STUDY TEXT:
:::::
And men will be more interested as a rule than women. And like the old knowledge that we're no longer supposed to acknowledge holds, women are much more moodier, and perhaps simply have much keener and sharper feelings, than men do. Nearly any married man has had to learn, or at least to learn, how to deal with feelings and reactions that he can't really fathom. Simply electing to turn on the desktop and opt for photos of a series of massive boobed prostitutes (as that's really what they are) is easier. At some point, it becomes not only easier, but a habit, and then some cross over into what the original definition of homosexuality was. Most will not, but all will suffer some decay because of it and indeed nearly our entire society has. Frustrated men who would have made decent husbands and fathers in earlier eras become loners who really have only the companionship of their workmates in fairly large numbers. Fr. Longnekcer briefly addresses this in his comment here:
Another contributing factor to the falling birth rate is the twisted approach to sex caused by pornography. An article in London’s Daily Mail explains the research done on the effect porn and masturbation have on male libido. The short version is, guys find porn more stimulating than the real thing and self abuse easier than building a real relationship.
:::::
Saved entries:

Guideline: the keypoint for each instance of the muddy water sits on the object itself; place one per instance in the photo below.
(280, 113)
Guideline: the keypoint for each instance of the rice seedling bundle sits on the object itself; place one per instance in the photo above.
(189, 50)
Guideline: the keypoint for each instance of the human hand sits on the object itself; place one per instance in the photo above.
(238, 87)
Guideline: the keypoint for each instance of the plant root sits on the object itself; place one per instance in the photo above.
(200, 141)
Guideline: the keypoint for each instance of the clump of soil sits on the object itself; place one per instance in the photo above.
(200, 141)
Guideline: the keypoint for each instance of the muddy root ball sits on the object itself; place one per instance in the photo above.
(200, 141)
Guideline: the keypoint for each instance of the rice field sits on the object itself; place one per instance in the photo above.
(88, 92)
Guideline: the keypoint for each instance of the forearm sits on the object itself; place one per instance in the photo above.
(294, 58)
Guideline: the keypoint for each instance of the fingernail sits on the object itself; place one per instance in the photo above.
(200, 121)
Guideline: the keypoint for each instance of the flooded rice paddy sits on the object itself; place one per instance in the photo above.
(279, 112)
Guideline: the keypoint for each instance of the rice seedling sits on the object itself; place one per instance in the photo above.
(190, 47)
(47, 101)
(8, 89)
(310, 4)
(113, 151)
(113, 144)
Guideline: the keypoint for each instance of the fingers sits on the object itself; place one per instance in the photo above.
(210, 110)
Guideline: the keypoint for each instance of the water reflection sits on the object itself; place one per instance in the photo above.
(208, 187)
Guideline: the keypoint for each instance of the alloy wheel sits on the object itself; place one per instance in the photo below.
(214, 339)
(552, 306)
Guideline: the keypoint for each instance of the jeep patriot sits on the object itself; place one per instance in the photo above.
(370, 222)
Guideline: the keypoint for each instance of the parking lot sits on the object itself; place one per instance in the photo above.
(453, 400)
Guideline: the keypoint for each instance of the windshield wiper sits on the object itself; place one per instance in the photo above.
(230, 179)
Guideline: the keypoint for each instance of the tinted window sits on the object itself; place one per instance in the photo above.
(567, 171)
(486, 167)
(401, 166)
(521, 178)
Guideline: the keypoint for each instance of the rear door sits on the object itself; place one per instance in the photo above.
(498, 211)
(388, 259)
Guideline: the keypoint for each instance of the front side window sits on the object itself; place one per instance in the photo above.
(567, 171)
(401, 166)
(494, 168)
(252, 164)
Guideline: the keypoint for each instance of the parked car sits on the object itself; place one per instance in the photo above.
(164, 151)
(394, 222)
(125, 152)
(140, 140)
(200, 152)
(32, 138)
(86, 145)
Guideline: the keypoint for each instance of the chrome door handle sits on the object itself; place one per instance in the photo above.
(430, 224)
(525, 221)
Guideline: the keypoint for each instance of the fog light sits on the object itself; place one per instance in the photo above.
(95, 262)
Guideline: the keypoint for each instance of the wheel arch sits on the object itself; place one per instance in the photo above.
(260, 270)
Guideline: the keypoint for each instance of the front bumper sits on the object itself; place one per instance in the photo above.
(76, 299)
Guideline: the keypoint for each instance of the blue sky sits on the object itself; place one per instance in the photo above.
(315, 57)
:::::
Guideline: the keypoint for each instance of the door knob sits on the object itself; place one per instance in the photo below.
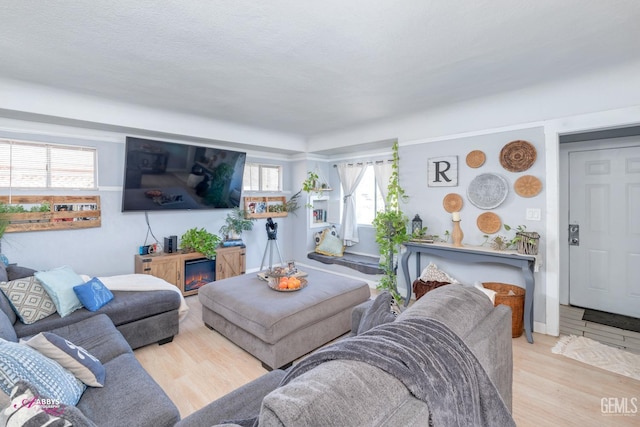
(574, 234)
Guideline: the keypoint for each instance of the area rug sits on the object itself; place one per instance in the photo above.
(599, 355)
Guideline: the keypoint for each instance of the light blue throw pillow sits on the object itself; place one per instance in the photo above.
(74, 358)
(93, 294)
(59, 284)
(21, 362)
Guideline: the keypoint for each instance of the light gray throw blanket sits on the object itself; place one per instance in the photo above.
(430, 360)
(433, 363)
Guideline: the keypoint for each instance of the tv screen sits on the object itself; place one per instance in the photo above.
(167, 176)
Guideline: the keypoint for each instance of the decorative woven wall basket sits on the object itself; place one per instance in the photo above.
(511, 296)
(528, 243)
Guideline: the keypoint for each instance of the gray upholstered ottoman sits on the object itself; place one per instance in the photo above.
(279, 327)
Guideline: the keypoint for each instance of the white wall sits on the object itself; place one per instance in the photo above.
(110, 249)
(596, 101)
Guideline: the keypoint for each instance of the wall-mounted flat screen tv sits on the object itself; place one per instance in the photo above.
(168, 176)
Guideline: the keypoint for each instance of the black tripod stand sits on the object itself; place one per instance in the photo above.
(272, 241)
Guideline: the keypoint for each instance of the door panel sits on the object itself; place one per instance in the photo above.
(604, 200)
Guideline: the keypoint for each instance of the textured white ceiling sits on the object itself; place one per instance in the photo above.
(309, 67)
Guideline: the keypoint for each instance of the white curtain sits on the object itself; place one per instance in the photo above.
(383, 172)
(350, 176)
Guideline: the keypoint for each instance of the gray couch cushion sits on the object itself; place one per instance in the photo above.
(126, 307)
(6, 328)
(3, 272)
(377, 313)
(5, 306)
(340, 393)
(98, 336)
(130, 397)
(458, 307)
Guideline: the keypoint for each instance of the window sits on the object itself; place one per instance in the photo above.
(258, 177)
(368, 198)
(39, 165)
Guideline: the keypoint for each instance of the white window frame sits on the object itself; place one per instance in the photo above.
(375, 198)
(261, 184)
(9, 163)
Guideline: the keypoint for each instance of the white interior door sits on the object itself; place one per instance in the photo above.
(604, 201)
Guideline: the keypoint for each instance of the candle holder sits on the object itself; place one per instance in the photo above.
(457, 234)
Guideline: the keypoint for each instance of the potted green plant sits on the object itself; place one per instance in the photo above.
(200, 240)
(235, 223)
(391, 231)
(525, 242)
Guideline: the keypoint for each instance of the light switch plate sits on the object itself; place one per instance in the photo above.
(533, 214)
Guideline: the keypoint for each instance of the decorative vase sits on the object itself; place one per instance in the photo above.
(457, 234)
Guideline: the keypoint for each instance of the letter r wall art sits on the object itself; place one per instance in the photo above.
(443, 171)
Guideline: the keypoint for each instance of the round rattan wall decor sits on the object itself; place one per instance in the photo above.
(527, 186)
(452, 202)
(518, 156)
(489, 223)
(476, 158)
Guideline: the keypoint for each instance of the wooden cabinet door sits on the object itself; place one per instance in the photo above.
:::::
WORK REQUEST 1:
Answer these questions about the commentary on pornography and men:
(a) What do frustrated men who would have made decent husbands and fathers become?
(b) Whose comment does the commentary cite as briefly addressing this?
(c) Which newspaper ran an article on research into the effect of porn and masturbation on male libido?
WORK REQUEST 2: Resume the commentary on pornography and men, starting after its final sentence.
The listing has no role in any of this.

ANSWER BOX 1:
(a) They become loners whose only real companionship comes from their workmates.
(b) Fr. Longnekcer's.
(c) London's Daily Mail.

ANSWER BOX 2:
Finally, it can't help be noted that part of the explanation, but not all of it, for the decline in population is pharmacological and that the law of unintended consequences applies to that. We've addressed that before a couple of times here:
The Chemical News: "New Study Links Birth Control Pill to Brain Differences, but Don't Panic", "Breast Cancer Warning Tied To Hair Dye", "Hair Dyes and Straighteners May Raise Breast Cancer Risk for Black Women". Go ahead and panic.
And here:
We like everything to be all natural. . . . except for us.
Truth be known, if the "pill" were introduced today, it's unlikely that it would be around long. Lawyers would drive it out of existence through lawsuits if government regulators didn't. But now we're fully used to it and it's not going away. But its impacts aren't.
It's been repeatedly more or less maintained that this set of drugs is "safe" and that there's no overall impact on the human biome in any significant way. But we know that some of this isn't true, as the first item noted above notes. Birth control pills are known to cause disruption in female thinking, alter brains, and cause cancer. What the do to men isn't known, but the routine assertion that they do nothing is at least questionable.
Something is causing an increase in male sterility. We don't know what it is. And while it may simply be a reflection of the Strauss-Howe generational theory at work (men become what women want them to be), it might not be. Scientifically its been shown that younger generations of men are weaker than currently older ones. And a lot, but certainly not all, of younger men now are much more lighter and, dare we say it, effeminate than their predecessors. It's currently popular to speak of "Toxic Masculinity", but much of that was simply masculinity and, in an era not all that long ago, what women sought out.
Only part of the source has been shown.